Your objective: Count the lines below that contain the string "body". Reply with that number alone.

Entries from a pointing dataset:
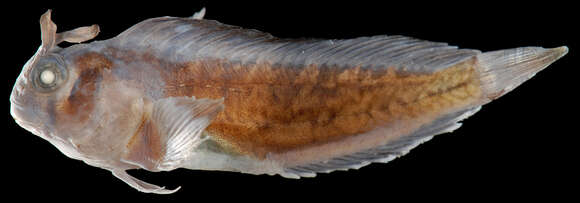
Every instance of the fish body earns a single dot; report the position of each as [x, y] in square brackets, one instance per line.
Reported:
[191, 93]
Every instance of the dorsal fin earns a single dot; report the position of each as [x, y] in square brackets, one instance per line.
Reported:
[186, 40]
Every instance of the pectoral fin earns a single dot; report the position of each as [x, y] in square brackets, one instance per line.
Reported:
[171, 128]
[140, 185]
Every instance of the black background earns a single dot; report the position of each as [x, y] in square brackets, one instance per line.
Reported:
[521, 146]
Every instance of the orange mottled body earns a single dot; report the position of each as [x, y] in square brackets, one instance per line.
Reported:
[274, 109]
[189, 93]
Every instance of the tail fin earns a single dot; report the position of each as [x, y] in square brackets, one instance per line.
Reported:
[503, 70]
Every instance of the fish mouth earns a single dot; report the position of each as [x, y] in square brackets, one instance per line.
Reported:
[23, 114]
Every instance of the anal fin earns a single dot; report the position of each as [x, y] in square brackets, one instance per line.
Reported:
[384, 153]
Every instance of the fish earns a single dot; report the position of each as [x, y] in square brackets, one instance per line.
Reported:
[187, 92]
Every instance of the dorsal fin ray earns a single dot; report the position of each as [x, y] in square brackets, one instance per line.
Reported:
[384, 153]
[208, 39]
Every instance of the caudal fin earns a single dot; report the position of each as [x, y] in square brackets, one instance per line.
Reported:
[501, 71]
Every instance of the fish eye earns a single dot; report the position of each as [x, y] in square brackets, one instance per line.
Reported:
[48, 74]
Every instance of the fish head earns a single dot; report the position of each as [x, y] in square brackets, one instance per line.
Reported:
[44, 83]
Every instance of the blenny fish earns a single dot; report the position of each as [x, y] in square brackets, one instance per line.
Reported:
[174, 92]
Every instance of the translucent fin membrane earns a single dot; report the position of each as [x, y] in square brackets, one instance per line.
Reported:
[501, 71]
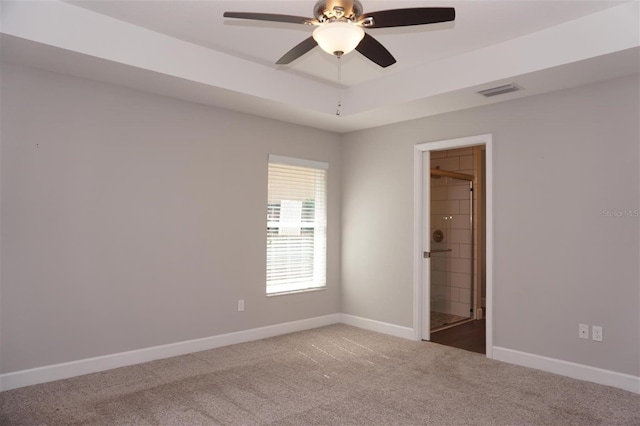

Solution to the problem: 2